TASK SET
a: Answer these about the court opinion on the bail recognizance:
(i) Which chapter of Hurd's Revised Statutes, 1909, set out how fugitives from justice may be returned from another state?
(ii) What did the defendants get from the governor of Illinois?
(iii) How much money did the plaintiff demand back?
b: Carry the court opinion on the bail recognizance forward from its last sentence.

-------- PROVIDED PASSAGE --------

Paragraphs 305-308, Ch. 38, Hurd’s Revised Statutes, 1909, provided how and in what manner persons who are under bonds for their appearance in court may be apprehended in this state and surrendered to the proper authorities, but until the parties entering into such security had forfeited their recognizance they were entitled to retain their liberty, unless sooner surrendered by their principal.

Sections 9, 10 and 11, Ch. 60, Hurd’s Revised Statutes, 1909, provided the method and manner by which fugitives from, justice may be returned from another state.

Q-ciss and Holford, having secured plaintiff to enter into recognizance for their appearance in the Sangamon County Court, thereby placed themselves in his custody and by this act gave him authority to seize or arrest them at any time thereafter and return them to the authorities of Sangamon County, and all that was necessary to authorize them to so return these parties, whether they were in the State of Indiana or elsewhere, was a certified copy of the recognizance, or plaintiff could furnish to any agent he might select such copy of this recognizance, together with authority ■to act for him and thus secure the return of these parties to the authorities of Sangamon County. No requisition or other papers were necessary therefor. Taylor v. Taintor, 16 Wallace 366; 3 Am. & Eng. Enc. Law 708.

So far as this record discloses, however, defendants did not proceed to Indiana with a copy of this recognizance and written authority from the plaintiff authorizing them to return these parties, but instead thereof secured from the governor of Illinois a requisition on the governor of Indiana requesting the authority to return these parties to Sangamon County as fugitives from justice, and it was under and by virtue of this requisition that these parties were so returned, and after having returned them defendants presented a claim to the State of Illinois for such services, and collected the statutory fees and expenses therefor. When plaintiff ascertained that the sheriff had been paid by the state for this service, he demanded the return of his one hundred and fifty dollars. Replying to this demand, the sheriff informed him he did not know whether the state had paid for this Service or not, that he would investigate, and if it had he would return plaintiff’s money, that this was not the first instance of the kind with which Long had been connected.

-------- GIVEN DATA --------

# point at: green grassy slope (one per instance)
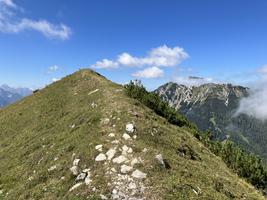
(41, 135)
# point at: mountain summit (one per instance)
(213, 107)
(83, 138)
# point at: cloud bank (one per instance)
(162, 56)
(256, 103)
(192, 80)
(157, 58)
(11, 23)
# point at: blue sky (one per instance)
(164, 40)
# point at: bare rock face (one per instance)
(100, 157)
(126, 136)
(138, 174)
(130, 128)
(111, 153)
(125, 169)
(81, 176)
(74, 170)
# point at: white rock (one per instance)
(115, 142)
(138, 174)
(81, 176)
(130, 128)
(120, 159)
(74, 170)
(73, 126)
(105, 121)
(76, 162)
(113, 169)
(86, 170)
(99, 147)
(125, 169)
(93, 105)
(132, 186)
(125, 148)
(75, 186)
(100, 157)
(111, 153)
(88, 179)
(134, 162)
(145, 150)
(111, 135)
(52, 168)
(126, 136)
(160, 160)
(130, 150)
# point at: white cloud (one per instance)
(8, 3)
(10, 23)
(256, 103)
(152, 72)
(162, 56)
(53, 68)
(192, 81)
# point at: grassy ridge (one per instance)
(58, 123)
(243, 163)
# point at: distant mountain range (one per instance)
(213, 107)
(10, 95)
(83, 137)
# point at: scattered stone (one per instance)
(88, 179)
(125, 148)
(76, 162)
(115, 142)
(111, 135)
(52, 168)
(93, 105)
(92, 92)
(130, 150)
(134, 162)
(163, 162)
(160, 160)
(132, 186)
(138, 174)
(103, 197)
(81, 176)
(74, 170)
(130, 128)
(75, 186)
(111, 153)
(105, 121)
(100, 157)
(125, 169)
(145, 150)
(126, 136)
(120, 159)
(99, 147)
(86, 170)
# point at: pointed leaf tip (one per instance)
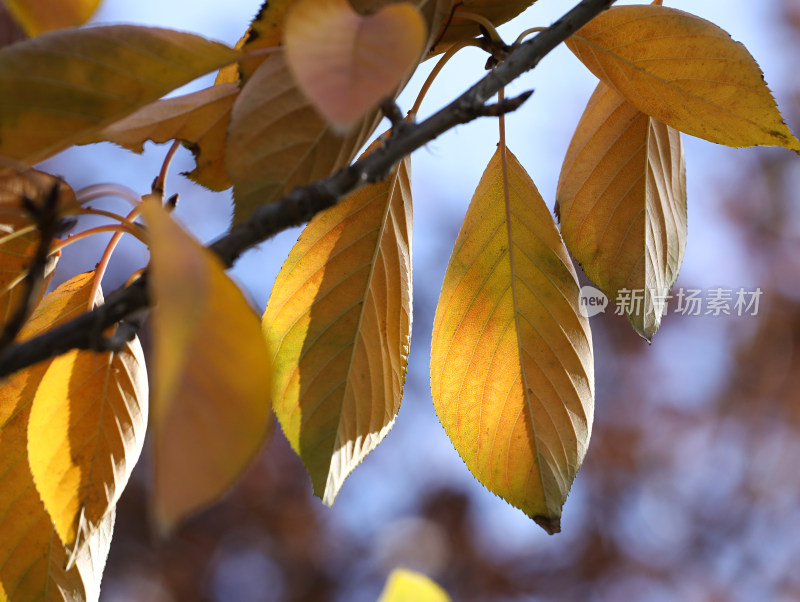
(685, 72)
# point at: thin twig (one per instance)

--------
-------- GIVEN DATA --------

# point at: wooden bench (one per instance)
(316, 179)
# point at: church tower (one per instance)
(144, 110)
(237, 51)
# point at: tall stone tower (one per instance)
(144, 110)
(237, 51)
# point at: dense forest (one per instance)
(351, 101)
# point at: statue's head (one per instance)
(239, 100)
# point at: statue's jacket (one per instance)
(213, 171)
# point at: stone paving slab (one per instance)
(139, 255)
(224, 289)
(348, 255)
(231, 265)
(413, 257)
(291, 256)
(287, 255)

--------

SET OF ANSWERS
a:
(i) Chapter 60 (Sections 9, 10 and 11).
(ii) A requisition on the governor of Indiana asking for authority to return the two men to Sangamon County as fugitives from justice.
(iii) One hundred and fifty dollars.

b:
If the defendants acted as officers of the law or as agent of the State of Illinois, under and by virtue of the authority of the requisition obtained from the governor of the State of Illinois in the return of these parties to Sangamon County, they were entitled to receive the compensation allowed by law therefor, and having collected that compensation from the State of Illinois they are estopped to deny that they acted in that capacity and having received the compensation allowed by law for such service, they will not be permitted to collect extra compensation therefor from private parties. Hogan v. Stophlet, 179 Ill. 150.

We are compelled, from this record, to arrive at the conclusion that the defendants entered into an unlawful and fraudulent scheme to secure from the plaintiff one hundred and fifty dollars paid to them by him, and that the payment was not made voluntarily by plaintiff but was paid to defendants as a fee colore ojfici, and that plaintiff is entitled to recover the money so paid to defendants.

The defense was made in the court below and the court directed a verdict on the theory that defendants acted as. officers of the law and were entitled to the fees allowed by statute, and that plaintiff in error was liable therefor, but in this court the defense is shifted to the theory that defendants were acting as the agent of plaintiff in error, but, on this record, the judgment cannot be sustained on either theory.

The trial court erred in directing a judgment against the defendants for thirty dollars and eighty cents, and the judgment of that court is reversed and the cause remanded.

Reversed and remanded.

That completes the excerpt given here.